▶ _DATA FOR PROCESSING_
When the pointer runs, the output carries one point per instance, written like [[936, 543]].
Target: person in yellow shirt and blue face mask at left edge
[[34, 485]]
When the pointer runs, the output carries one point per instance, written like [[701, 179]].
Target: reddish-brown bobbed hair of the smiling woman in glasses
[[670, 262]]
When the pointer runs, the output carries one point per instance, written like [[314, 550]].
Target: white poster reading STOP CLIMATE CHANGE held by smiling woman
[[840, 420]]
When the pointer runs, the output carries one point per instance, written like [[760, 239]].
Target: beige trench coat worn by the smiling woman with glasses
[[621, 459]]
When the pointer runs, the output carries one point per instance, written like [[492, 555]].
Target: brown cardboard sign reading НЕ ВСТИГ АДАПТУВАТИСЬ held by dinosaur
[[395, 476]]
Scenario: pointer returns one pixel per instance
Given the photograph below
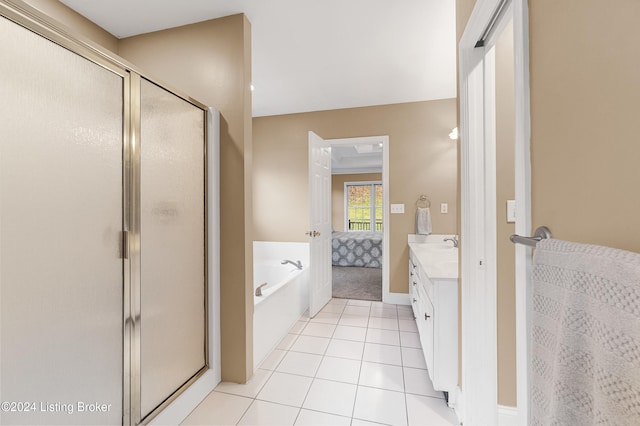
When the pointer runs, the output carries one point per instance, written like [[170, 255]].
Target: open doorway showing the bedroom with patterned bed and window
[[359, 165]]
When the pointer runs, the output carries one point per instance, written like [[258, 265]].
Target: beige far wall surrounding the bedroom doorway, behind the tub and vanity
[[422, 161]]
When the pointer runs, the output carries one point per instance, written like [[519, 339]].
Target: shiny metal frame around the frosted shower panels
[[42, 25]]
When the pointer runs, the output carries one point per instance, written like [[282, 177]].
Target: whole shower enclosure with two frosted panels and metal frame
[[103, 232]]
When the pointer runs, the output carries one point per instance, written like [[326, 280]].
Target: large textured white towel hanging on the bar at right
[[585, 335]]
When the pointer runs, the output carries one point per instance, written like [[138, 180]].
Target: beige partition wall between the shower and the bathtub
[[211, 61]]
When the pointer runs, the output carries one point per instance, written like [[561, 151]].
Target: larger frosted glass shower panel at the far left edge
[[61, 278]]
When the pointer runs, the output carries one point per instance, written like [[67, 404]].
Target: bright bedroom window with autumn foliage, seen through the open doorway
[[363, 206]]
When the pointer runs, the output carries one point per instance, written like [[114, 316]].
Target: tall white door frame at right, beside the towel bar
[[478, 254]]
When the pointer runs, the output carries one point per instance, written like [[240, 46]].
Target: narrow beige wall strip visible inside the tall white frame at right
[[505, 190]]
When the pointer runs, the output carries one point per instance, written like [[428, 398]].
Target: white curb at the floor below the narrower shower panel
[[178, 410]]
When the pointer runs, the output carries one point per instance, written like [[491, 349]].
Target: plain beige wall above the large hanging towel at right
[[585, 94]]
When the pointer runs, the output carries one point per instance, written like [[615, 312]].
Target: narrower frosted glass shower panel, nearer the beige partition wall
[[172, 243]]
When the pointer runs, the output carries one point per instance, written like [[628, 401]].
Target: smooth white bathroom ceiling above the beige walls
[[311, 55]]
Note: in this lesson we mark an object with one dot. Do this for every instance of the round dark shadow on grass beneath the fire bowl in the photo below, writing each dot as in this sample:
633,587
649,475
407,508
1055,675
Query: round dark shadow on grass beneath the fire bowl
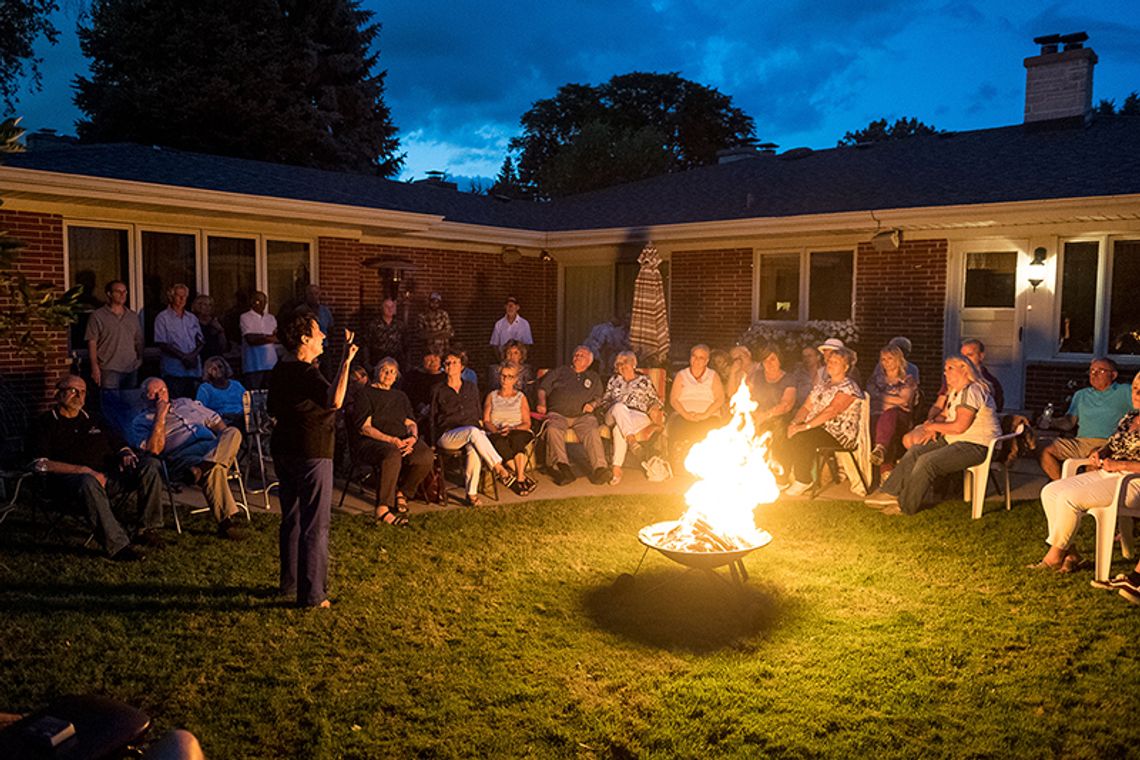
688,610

* * *

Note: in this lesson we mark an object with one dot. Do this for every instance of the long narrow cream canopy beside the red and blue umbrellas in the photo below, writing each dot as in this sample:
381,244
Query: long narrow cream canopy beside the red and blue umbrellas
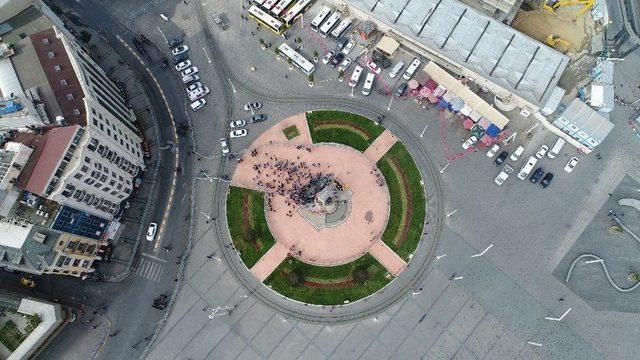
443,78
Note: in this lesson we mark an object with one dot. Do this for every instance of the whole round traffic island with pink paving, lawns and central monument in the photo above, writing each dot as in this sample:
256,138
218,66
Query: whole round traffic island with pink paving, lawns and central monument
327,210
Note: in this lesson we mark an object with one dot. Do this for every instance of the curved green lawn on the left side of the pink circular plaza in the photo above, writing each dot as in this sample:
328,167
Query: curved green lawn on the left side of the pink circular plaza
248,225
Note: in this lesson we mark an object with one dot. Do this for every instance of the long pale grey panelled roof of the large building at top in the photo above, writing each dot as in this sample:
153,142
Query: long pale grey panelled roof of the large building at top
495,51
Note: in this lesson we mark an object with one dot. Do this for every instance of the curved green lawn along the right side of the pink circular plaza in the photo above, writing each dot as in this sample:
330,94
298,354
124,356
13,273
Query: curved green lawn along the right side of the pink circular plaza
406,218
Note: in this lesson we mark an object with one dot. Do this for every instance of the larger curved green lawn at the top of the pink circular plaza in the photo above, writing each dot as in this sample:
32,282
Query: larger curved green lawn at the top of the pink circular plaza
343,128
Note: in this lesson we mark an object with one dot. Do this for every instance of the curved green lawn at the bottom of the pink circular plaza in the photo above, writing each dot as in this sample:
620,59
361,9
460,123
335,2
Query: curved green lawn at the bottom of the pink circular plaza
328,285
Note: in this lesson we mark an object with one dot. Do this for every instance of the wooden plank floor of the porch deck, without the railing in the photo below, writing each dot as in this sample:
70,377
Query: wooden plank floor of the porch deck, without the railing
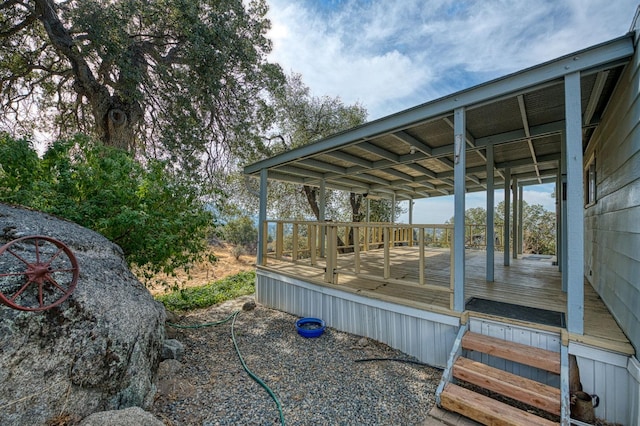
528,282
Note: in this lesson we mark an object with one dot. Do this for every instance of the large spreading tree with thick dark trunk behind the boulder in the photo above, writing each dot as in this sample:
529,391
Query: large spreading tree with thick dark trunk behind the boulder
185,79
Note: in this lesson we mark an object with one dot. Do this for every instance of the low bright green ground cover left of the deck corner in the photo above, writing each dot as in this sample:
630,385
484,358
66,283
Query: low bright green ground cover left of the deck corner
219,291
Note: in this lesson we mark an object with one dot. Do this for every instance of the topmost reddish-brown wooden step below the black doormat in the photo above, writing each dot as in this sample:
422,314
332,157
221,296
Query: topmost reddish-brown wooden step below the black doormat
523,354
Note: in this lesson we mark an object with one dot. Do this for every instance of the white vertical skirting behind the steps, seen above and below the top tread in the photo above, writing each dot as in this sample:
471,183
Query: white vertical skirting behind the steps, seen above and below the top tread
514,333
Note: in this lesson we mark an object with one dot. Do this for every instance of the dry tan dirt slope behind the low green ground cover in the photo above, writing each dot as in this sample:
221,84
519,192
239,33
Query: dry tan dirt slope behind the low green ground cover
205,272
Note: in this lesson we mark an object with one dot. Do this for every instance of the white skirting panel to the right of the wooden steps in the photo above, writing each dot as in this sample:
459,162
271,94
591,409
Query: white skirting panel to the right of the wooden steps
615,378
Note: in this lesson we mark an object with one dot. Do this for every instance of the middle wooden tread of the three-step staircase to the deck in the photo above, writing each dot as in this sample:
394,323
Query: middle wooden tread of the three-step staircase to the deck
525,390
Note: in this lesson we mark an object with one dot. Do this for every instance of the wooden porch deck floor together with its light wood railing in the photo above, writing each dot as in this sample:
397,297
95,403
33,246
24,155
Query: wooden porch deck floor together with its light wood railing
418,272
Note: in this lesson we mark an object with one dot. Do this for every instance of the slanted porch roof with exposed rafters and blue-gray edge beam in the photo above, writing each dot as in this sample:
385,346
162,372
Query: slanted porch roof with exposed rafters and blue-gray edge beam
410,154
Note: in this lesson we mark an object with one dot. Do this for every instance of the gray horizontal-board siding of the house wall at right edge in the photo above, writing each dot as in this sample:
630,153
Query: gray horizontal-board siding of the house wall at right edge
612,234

▶ _WHAT YOU SHOULD DO_
Using the data above, transcribe the lines that run from the line with "Target: whole shower" to the line with "like [[428, 398]].", both ends kept, and output nothing else.

▶ _FINISHED EXERCISE_
Target: whole shower enclosure with two frosted panels and metal frame
[[103, 232]]
When the pointer runs, the output carries one point per instance, written like [[326, 280]].
Target: large textured white towel hanging on the bar at right
[[585, 335]]
When the pointer runs, the output carries one point per instance, written like [[138, 180]].
Target: beige partition wall between the shower and the bathtub
[[211, 61]]
When the pointer runs, the output carries one point per instance, written like [[561, 151]].
Target: larger frosted glass shower panel at the far left edge
[[61, 278]]
When the pointer runs, the output carries one point per instance, written like [[67, 404]].
Target: bright bedroom window with autumn foliage, seen through the open doorway
[[363, 206]]
When the pointer runs, the output carries one point per instance, written like [[114, 316]].
Target: tall white door frame at right, beside the towel bar
[[478, 254]]
When the pointer runs, the output carries one point per instance, written like [[240, 46]].
Target: narrow beige wall strip visible inside the tall white frame at right
[[505, 190]]
When the pointer runs, the output carries one point per instance, written like [[428, 398]].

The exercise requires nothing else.